»»

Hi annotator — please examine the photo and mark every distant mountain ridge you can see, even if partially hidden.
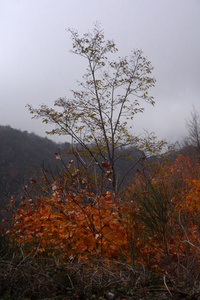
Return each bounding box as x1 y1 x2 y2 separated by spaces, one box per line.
0 126 70 193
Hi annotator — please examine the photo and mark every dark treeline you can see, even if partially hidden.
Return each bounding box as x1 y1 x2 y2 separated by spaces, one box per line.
0 126 141 202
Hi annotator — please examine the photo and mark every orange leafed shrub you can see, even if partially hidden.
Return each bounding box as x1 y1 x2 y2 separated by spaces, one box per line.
126 155 200 276
7 156 200 280
11 188 127 260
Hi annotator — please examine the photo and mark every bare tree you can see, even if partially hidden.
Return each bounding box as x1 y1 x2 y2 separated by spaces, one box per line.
182 108 200 160
28 24 159 193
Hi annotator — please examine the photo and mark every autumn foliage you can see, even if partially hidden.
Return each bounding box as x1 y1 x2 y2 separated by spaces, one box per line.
3 156 200 296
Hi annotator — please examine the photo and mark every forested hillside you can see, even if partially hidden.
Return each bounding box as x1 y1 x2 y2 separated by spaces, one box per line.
0 126 70 193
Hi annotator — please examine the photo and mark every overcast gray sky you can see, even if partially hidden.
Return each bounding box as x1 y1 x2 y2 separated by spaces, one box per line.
0 0 200 142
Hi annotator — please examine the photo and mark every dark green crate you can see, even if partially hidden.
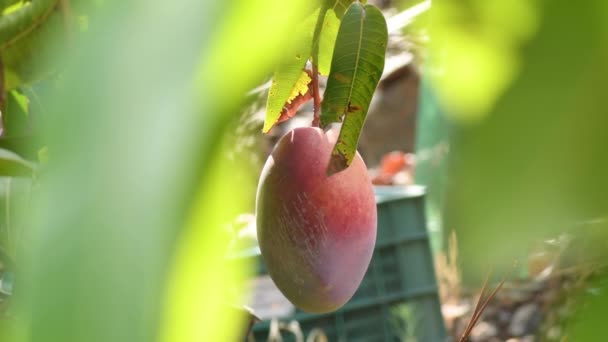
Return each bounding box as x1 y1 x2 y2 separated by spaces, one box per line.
248 187 447 342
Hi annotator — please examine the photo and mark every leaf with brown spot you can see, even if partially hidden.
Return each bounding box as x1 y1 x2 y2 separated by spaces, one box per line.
276 70 312 123
321 2 388 172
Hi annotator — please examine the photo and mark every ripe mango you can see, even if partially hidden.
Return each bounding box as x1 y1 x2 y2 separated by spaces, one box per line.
256 127 377 313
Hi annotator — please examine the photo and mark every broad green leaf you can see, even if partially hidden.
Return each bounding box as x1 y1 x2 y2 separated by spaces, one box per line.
326 0 360 18
0 149 34 177
313 0 365 76
321 3 388 173
317 9 340 76
262 9 319 133
1 12 65 90
0 0 58 49
2 90 29 137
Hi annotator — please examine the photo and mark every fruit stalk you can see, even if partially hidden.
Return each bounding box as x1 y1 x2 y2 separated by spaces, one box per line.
312 62 321 127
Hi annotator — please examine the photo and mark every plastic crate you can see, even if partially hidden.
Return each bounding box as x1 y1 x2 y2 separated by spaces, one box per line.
248 186 447 342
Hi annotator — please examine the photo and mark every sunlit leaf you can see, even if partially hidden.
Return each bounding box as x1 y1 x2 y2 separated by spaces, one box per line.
317 9 340 76
321 3 388 172
0 149 34 177
0 0 57 49
2 90 29 137
1 12 65 90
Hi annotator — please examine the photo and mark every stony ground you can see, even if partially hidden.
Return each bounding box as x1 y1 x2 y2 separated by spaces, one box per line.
442 272 584 342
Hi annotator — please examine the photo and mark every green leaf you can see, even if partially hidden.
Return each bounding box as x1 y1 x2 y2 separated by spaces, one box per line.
262 9 319 133
317 9 340 76
2 12 65 90
312 0 365 76
0 149 34 177
326 0 360 19
2 89 29 137
0 0 23 14
321 3 388 173
0 0 58 49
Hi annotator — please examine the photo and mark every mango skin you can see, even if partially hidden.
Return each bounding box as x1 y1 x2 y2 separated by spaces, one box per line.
256 127 377 313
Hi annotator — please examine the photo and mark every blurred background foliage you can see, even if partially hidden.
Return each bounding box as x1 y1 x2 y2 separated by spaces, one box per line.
417 0 608 341
0 0 608 342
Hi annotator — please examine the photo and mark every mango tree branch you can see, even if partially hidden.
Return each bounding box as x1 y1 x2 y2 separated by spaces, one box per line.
311 1 329 127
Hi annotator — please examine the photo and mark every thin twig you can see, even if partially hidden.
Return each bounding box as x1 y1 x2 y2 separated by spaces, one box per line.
312 62 321 127
458 261 517 342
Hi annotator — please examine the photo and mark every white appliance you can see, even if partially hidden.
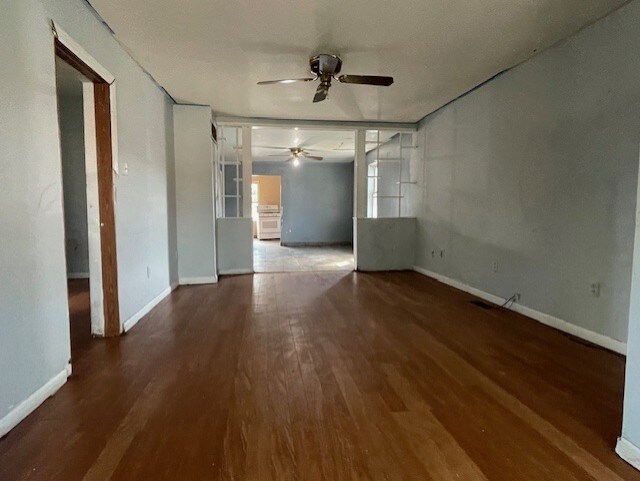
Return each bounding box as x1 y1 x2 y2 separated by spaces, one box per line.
257 205 282 240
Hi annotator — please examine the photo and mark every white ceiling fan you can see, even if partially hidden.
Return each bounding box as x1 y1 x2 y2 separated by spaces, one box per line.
258 53 393 103
266 147 324 166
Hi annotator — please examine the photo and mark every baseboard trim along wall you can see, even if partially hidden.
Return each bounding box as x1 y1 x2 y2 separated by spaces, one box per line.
0 364 71 437
280 242 353 247
413 266 627 355
122 285 175 332
616 438 640 470
178 276 218 286
220 269 253 276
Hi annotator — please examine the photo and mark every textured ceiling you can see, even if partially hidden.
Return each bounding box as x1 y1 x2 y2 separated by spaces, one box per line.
91 0 626 122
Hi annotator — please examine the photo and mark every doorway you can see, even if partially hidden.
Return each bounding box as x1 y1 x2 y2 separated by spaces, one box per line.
251 127 355 272
55 32 121 342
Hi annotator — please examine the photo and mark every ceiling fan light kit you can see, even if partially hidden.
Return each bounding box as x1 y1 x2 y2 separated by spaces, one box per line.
258 53 393 103
269 147 324 167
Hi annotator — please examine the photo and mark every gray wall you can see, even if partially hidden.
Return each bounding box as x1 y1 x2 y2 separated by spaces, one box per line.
618 193 640 452
58 93 89 278
216 217 253 274
173 105 217 284
355 217 416 271
406 1 640 342
0 0 174 428
253 161 353 245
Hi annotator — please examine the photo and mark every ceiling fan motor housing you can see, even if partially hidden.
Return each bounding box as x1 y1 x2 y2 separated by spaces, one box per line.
309 53 342 77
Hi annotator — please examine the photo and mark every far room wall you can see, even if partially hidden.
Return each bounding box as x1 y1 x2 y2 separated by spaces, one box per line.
253 161 353 245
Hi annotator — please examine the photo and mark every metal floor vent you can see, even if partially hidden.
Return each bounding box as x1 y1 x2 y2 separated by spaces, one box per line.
471 301 496 309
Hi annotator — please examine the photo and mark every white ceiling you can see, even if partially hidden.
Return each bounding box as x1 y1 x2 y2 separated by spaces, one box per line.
90 0 626 122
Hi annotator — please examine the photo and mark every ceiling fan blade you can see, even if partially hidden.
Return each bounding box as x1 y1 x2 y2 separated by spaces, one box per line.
258 77 317 85
313 83 329 103
338 75 393 87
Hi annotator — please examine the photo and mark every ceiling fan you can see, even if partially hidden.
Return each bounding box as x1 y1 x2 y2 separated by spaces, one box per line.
258 53 393 103
269 147 324 165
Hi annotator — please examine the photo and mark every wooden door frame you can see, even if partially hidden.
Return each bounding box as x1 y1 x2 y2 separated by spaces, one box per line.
52 31 122 337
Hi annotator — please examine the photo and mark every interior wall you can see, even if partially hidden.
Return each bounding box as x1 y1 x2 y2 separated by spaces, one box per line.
0 0 174 429
58 93 89 278
253 161 353 245
616 185 640 458
251 175 281 206
405 0 640 343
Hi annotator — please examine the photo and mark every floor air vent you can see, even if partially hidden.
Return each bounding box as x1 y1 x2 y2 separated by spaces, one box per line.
471 301 496 309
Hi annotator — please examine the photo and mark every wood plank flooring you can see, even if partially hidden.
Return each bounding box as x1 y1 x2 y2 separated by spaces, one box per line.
0 272 640 481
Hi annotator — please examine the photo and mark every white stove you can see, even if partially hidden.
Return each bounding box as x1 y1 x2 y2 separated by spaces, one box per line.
258 204 282 239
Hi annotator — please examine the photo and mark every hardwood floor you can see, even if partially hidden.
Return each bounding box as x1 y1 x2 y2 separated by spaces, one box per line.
0 272 640 481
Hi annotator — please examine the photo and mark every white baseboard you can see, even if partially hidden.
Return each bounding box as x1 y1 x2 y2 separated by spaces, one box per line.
0 364 71 437
413 266 627 355
122 286 174 332
67 272 89 279
220 269 253 276
178 276 218 286
616 438 640 470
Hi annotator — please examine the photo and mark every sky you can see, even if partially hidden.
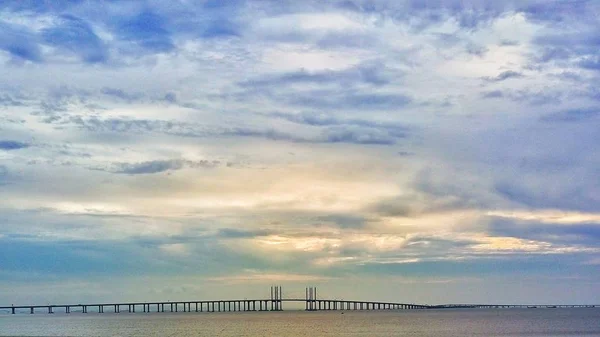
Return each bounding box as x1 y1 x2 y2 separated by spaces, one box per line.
0 0 600 305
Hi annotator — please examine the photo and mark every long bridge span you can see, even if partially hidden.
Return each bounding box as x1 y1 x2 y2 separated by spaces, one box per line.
0 286 600 315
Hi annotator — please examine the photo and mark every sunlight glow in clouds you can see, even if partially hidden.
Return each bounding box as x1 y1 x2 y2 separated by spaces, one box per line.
0 0 600 304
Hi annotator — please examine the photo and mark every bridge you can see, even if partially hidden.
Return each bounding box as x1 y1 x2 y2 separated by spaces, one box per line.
0 286 600 315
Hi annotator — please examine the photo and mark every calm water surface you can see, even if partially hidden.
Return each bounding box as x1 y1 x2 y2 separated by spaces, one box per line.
0 308 600 337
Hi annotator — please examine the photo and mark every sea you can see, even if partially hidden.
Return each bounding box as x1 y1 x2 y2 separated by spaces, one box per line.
0 308 600 337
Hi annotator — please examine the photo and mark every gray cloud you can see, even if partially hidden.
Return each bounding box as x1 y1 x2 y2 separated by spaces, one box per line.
542 108 600 122
109 159 221 174
483 70 524 82
0 140 30 151
239 64 399 88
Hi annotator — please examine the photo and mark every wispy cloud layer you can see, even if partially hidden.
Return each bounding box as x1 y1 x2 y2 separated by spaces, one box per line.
0 0 600 303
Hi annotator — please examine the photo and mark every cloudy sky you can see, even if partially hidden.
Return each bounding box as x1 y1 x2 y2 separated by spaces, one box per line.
0 0 600 304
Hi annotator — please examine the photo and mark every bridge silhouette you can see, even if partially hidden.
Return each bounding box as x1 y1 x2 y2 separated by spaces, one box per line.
0 286 600 315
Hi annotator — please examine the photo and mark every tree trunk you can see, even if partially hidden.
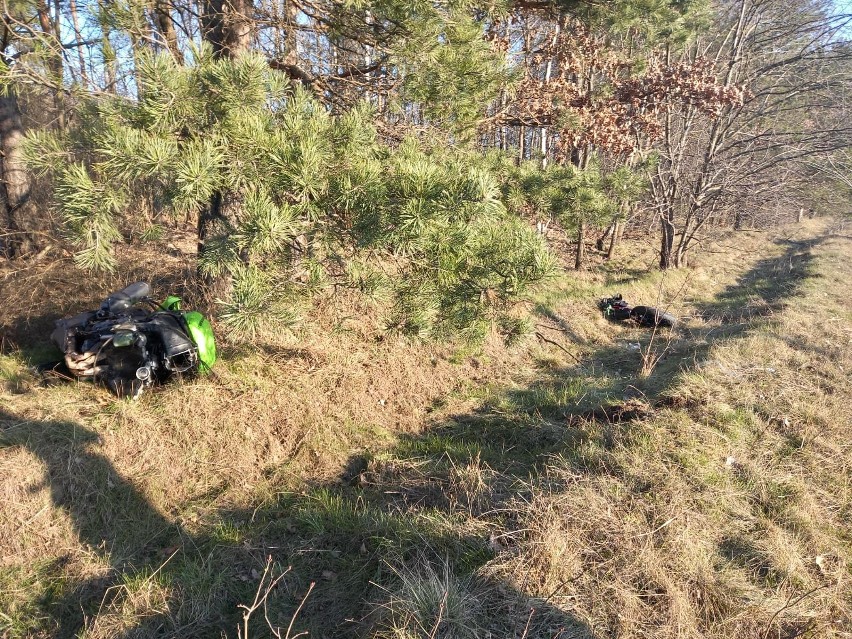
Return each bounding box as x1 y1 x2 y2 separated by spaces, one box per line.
152 0 183 64
574 222 586 271
660 211 677 270
0 89 38 258
198 0 254 300
202 0 254 58
595 220 616 251
606 220 622 260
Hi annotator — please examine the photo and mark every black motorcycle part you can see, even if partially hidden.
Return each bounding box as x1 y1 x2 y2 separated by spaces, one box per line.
101 282 151 315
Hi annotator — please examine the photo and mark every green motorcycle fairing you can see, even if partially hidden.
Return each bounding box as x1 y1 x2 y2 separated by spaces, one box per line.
182 311 216 373
160 295 216 373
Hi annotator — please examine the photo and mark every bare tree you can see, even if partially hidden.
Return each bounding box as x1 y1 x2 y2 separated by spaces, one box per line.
650 0 849 268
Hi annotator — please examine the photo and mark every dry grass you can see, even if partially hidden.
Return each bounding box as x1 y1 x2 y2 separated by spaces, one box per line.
0 221 852 639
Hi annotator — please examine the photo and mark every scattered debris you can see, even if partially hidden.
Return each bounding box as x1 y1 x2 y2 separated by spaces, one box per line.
598 293 677 328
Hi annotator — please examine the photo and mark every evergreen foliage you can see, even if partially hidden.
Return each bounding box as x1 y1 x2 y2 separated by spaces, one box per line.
28 49 553 339
506 162 623 238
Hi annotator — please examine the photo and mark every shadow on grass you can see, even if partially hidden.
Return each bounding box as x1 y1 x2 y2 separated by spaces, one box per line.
0 235 824 639
0 411 592 639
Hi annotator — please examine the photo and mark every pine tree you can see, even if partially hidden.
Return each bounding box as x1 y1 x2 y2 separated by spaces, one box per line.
29 49 552 339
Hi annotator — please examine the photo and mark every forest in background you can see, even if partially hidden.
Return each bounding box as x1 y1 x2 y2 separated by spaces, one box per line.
0 0 852 339
0 0 852 639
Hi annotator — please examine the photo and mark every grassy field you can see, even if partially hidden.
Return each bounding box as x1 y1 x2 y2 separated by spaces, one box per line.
0 220 852 639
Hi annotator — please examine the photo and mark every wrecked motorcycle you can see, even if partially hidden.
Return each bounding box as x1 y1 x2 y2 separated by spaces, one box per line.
50 282 216 399
598 293 677 328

««

## Task directions
Gather every line above that contains the word "white", with uppercase and lowercase letters counting as different.

## Solution to the exercise
Hi annotator — please examine the photo and mark every white appliance you can see, even if partially hidden.
Hi annotator — please examine the photo and mark every white ceiling fan you can see, even if partially hidden.
Hi annotator — please examine the photo and mark every white ceiling you can see, even if partially hidden.
Hi annotator — please examine the photo and mark every white stove you can see, even if partially hidden.
Hi annotator — please examine the photo and mark every white baseboard you can see, even if partially hidden.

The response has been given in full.